▶ PROBLEM DETAILS:
Show each line below that contains the word "water", and copy every such line in full.

|---|

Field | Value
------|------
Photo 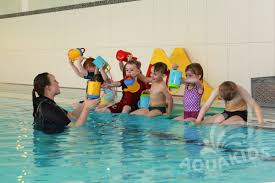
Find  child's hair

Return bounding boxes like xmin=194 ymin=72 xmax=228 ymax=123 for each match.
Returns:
xmin=92 ymin=74 xmax=104 ymax=83
xmin=219 ymin=81 xmax=238 ymax=101
xmin=122 ymin=60 xmax=141 ymax=76
xmin=125 ymin=60 xmax=141 ymax=69
xmin=83 ymin=57 xmax=95 ymax=69
xmin=153 ymin=62 xmax=167 ymax=74
xmin=185 ymin=63 xmax=203 ymax=81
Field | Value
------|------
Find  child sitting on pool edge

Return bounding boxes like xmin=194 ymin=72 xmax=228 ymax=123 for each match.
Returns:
xmin=97 ymin=60 xmax=148 ymax=113
xmin=172 ymin=63 xmax=204 ymax=121
xmin=196 ymin=81 xmax=264 ymax=125
xmin=131 ymin=62 xmax=173 ymax=117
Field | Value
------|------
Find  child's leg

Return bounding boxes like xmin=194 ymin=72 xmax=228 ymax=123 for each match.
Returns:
xmin=203 ymin=114 xmax=225 ymax=123
xmin=72 ymin=103 xmax=84 ymax=119
xmin=145 ymin=109 xmax=162 ymax=117
xmin=96 ymin=107 xmax=111 ymax=113
xmin=221 ymin=116 xmax=245 ymax=125
xmin=131 ymin=108 xmax=149 ymax=115
xmin=121 ymin=105 xmax=131 ymax=113
xmin=172 ymin=115 xmax=184 ymax=121
xmin=184 ymin=118 xmax=196 ymax=122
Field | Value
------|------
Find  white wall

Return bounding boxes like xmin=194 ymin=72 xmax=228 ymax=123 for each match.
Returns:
xmin=0 ymin=0 xmax=275 ymax=90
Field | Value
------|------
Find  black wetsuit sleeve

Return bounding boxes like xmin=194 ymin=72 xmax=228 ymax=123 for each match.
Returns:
xmin=37 ymin=102 xmax=71 ymax=133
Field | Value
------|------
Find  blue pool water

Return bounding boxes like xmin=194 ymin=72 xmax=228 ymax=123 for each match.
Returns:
xmin=0 ymin=97 xmax=275 ymax=183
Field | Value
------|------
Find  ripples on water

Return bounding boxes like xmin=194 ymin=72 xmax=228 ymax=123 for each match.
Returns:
xmin=0 ymin=96 xmax=275 ymax=183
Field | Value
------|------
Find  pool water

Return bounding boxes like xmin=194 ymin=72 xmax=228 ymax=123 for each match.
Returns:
xmin=0 ymin=97 xmax=275 ymax=183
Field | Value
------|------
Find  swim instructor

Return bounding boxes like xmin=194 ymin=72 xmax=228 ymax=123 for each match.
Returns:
xmin=32 ymin=72 xmax=99 ymax=133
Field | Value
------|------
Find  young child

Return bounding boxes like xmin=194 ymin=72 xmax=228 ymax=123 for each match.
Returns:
xmin=69 ymin=57 xmax=115 ymax=109
xmin=69 ymin=57 xmax=103 ymax=82
xmin=96 ymin=65 xmax=116 ymax=110
xmin=131 ymin=62 xmax=173 ymax=117
xmin=173 ymin=63 xmax=204 ymax=121
xmin=196 ymin=81 xmax=264 ymax=125
xmin=97 ymin=60 xmax=148 ymax=113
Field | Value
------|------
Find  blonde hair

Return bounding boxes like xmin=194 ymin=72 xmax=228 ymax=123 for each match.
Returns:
xmin=185 ymin=63 xmax=203 ymax=81
xmin=219 ymin=81 xmax=238 ymax=101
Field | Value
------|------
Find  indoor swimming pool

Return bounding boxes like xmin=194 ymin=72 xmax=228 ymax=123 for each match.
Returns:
xmin=0 ymin=84 xmax=275 ymax=183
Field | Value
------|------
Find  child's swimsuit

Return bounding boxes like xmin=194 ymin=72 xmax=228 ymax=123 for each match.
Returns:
xmin=149 ymin=106 xmax=166 ymax=113
xmin=183 ymin=84 xmax=203 ymax=119
xmin=222 ymin=110 xmax=247 ymax=121
xmin=109 ymin=79 xmax=145 ymax=113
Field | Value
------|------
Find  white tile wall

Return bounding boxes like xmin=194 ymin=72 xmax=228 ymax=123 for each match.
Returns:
xmin=0 ymin=0 xmax=275 ymax=89
xmin=206 ymin=0 xmax=228 ymax=44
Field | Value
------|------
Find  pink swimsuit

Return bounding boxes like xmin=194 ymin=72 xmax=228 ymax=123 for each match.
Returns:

|---|

▶ WORKED SOLUTION:
Find  blue pool water
Find  ripples on water
Find  pool water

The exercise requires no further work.